Written instruction: Can you pick up the passage about Lucier, the short-lived Portland restaurant, and continue it past its final sentence?
>> Begin Excerpt to read
Lucier is a defunct European restaurant in Portland, Oregon. The business operated for seven months in 2008.

Description 
Lucier was a restaurant in south Portland's South Waterfront district. The menu included "modern European cuisine", according to Portland Monthly. Martin Cizmar described Lucier as "the most opulent restaurant space in Portland history". The interior featured a lazy river.

History 
The restaurant operated for seven months during 2008, and the space remained unoccupied until 2013. Willamette Week called the restaurant's short lifespan "the most colossal faceplant in Portland dining history".
>> End Excerpt to read
>> Begin Data
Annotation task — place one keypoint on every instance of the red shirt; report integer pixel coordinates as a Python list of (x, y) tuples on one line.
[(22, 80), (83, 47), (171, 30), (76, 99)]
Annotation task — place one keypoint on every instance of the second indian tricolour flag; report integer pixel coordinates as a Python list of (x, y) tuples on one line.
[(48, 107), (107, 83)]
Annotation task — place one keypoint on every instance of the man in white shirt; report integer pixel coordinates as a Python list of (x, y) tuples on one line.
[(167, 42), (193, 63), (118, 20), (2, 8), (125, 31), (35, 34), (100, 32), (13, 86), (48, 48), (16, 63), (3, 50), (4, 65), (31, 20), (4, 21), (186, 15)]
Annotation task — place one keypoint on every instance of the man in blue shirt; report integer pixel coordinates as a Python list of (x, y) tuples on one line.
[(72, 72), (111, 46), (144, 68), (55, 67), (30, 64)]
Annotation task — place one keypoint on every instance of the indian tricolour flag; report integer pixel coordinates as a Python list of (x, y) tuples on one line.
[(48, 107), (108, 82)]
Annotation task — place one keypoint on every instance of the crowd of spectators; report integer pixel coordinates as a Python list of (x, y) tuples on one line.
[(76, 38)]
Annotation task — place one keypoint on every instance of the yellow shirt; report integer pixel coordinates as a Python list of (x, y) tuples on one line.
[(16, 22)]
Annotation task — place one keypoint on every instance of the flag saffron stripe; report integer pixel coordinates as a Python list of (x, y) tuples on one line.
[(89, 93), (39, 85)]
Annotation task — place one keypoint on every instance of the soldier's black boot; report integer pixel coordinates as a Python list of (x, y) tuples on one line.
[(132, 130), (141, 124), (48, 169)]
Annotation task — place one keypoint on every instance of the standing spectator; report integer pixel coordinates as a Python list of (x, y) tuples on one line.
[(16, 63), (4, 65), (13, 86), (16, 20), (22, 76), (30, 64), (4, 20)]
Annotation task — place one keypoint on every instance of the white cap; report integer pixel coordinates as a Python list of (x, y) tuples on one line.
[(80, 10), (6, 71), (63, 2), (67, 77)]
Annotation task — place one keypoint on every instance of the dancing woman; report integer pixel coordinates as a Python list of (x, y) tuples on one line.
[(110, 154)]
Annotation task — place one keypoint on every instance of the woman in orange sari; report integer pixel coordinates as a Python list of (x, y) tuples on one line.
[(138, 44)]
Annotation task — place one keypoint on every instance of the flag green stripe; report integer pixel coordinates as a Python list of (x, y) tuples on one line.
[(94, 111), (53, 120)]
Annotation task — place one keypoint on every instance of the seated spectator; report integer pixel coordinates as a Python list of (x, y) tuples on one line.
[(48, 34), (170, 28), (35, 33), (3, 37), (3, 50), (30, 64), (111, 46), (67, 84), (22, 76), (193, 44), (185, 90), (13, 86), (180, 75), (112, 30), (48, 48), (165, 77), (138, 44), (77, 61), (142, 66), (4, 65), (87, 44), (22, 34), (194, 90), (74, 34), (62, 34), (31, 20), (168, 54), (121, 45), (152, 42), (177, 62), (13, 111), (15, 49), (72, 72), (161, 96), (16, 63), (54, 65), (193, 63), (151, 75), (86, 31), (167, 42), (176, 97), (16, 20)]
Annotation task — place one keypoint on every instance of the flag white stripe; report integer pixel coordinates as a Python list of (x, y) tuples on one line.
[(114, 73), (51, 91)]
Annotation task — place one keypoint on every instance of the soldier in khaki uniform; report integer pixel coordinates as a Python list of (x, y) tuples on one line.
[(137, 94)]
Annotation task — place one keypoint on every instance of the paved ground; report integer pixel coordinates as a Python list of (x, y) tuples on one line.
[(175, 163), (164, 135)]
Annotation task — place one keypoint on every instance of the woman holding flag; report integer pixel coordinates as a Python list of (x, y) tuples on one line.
>> End Data
>> Begin Data
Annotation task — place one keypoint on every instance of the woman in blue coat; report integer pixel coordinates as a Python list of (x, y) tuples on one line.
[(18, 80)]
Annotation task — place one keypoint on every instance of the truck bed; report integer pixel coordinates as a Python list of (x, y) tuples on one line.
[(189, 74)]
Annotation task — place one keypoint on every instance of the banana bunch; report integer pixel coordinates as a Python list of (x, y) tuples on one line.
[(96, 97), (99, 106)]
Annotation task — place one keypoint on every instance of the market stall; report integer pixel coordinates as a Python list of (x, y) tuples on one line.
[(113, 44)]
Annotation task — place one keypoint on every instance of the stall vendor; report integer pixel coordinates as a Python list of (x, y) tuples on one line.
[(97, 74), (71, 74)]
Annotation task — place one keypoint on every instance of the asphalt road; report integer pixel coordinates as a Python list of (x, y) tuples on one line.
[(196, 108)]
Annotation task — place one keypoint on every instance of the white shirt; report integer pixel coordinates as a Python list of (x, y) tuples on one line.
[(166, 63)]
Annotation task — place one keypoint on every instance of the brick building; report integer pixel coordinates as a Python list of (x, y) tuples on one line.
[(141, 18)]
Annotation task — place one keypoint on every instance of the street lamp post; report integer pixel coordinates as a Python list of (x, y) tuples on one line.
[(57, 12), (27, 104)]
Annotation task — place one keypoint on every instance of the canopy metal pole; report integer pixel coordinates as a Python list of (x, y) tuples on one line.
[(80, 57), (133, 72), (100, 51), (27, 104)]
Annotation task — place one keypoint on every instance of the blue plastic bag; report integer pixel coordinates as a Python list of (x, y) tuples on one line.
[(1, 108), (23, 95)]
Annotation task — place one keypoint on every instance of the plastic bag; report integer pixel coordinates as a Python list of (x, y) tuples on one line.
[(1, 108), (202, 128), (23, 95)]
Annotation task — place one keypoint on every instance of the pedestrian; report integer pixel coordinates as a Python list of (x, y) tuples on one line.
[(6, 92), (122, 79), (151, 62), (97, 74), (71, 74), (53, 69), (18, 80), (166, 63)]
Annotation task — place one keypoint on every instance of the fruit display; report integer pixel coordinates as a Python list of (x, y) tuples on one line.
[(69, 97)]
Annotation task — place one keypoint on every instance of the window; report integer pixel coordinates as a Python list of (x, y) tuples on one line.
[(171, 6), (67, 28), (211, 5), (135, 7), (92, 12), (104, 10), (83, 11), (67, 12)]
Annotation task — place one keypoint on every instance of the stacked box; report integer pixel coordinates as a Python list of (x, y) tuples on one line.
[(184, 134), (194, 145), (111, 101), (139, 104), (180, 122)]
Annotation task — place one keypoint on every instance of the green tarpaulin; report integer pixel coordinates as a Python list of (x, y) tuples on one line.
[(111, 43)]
>> End Data
Final answer:
Reception 
In 2008, Karen Brooks of The Oregonian gave the restaurant a rating of 'C–'. Wendy Culverwell of the Portland Business Journal wrote, "Lucier Restaurant opened and closed so quickly in 2008 that many people never had a chance to see its stunning setting." Lucier chef Pascal Chureau said criticism of the restaurant was "unfair". In his 2016 overview of "97 long-gone Portland restaurants we wish were still around", Grant Butler of The Oregonian wrote, "OK, this ridiculously extravagant waterfront restaurant may have been the biggest dining belly-flop in recent years, opening and closing in a matter of months in 2008. But those views of the Willamette! And those over-the-top Dale Chihuly sculptures, which were pretty magnificent when seen up close. The expensive food may have been a mess, but the desserts put pastry chef Kristen Murray on the map, and for that we are forever grateful."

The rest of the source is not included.